**** INFORMATION GIVEN ****

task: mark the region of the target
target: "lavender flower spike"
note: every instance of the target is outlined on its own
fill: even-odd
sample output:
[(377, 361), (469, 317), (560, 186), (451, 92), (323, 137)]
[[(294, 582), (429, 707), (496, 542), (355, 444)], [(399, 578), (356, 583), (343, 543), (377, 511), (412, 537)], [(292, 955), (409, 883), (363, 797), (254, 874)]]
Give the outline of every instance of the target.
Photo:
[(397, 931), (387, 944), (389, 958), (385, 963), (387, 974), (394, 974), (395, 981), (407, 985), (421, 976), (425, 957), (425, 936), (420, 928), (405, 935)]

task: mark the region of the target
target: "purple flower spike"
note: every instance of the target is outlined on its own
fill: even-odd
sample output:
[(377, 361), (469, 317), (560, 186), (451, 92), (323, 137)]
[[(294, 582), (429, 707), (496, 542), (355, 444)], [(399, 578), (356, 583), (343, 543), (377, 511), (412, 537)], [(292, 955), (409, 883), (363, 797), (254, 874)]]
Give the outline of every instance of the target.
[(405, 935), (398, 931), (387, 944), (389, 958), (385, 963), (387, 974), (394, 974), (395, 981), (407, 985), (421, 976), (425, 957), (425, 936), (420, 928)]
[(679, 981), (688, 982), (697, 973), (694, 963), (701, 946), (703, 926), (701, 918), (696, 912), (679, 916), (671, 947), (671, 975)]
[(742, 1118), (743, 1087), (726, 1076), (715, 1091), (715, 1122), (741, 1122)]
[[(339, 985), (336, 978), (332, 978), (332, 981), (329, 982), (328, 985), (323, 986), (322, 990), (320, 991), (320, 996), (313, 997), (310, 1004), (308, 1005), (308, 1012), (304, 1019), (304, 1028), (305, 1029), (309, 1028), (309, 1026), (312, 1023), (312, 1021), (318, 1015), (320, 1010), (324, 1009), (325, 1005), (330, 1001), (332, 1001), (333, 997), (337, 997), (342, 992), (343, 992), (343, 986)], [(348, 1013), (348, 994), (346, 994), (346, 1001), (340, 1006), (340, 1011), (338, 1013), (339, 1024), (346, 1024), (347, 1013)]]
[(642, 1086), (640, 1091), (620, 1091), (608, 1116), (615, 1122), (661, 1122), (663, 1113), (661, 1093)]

****

■ PROBLEM REQUIREMENTS
Please set out all of the lines above as a Markdown table with the columns "Row" and "Line", numbering each row and skipping the blank lines.

■ SOLUTION TO THIS EXERCISE
| Row | Line |
|---|---|
| 1 | task: mark the region of the target |
| 2 | target: "lavender flower spike" |
| 3 | note: every instance of the target is outlined on its own |
| 4 | fill: even-odd |
| 5 | sample output: |
| 6 | [(377, 361), (469, 317), (560, 186), (451, 92), (323, 137)] |
| 7 | [[(294, 582), (429, 707), (496, 542), (355, 444)], [(399, 578), (356, 583), (343, 543), (377, 511), (412, 537)], [(292, 955), (409, 883), (363, 797), (254, 874)]] |
| 8 | Give the outline of every instance of the target. |
| 9 | Photo: |
| 10 | [(397, 931), (387, 944), (389, 958), (385, 963), (387, 974), (394, 974), (395, 981), (407, 985), (421, 976), (425, 957), (425, 936), (420, 928), (405, 935)] |
| 11 | task: mark the region of the target |
| 12 | target: "purple flower spike" |
| 13 | note: every instance of the target is outlined on its own |
| 14 | fill: even-odd |
| 15 | sample output: |
| 16 | [(377, 361), (469, 317), (560, 186), (451, 92), (323, 137)] |
| 17 | [[(294, 582), (429, 707), (496, 542), (355, 444)], [(399, 578), (356, 583), (343, 543), (377, 511), (412, 537)], [(292, 955), (409, 883), (363, 797), (254, 874)]] |
| 18 | Give the outline of every instance of the target. |
| 19 | [(405, 935), (398, 931), (387, 944), (389, 958), (385, 963), (387, 974), (394, 974), (395, 981), (407, 985), (421, 976), (425, 957), (425, 936), (420, 928)] |
| 20 | [(679, 981), (688, 982), (697, 973), (694, 963), (701, 946), (703, 926), (701, 918), (696, 912), (679, 916), (671, 947), (671, 975)] |
| 21 | [(742, 1118), (743, 1087), (726, 1076), (715, 1091), (715, 1122), (741, 1122)] |
| 22 | [[(339, 985), (336, 978), (332, 978), (332, 981), (329, 982), (328, 985), (323, 986), (322, 990), (320, 991), (320, 996), (313, 997), (310, 1004), (308, 1005), (308, 1012), (304, 1019), (304, 1028), (305, 1029), (309, 1028), (309, 1026), (312, 1023), (312, 1021), (318, 1015), (320, 1010), (324, 1009), (325, 1005), (330, 1001), (332, 1001), (333, 997), (337, 997), (342, 992), (343, 992), (343, 986)], [(348, 1013), (348, 994), (346, 994), (346, 1001), (340, 1006), (340, 1011), (338, 1013), (339, 1024), (346, 1024), (347, 1013)]] |
| 23 | [(642, 1086), (640, 1091), (620, 1091), (608, 1116), (615, 1122), (661, 1122), (663, 1113), (661, 1093)] |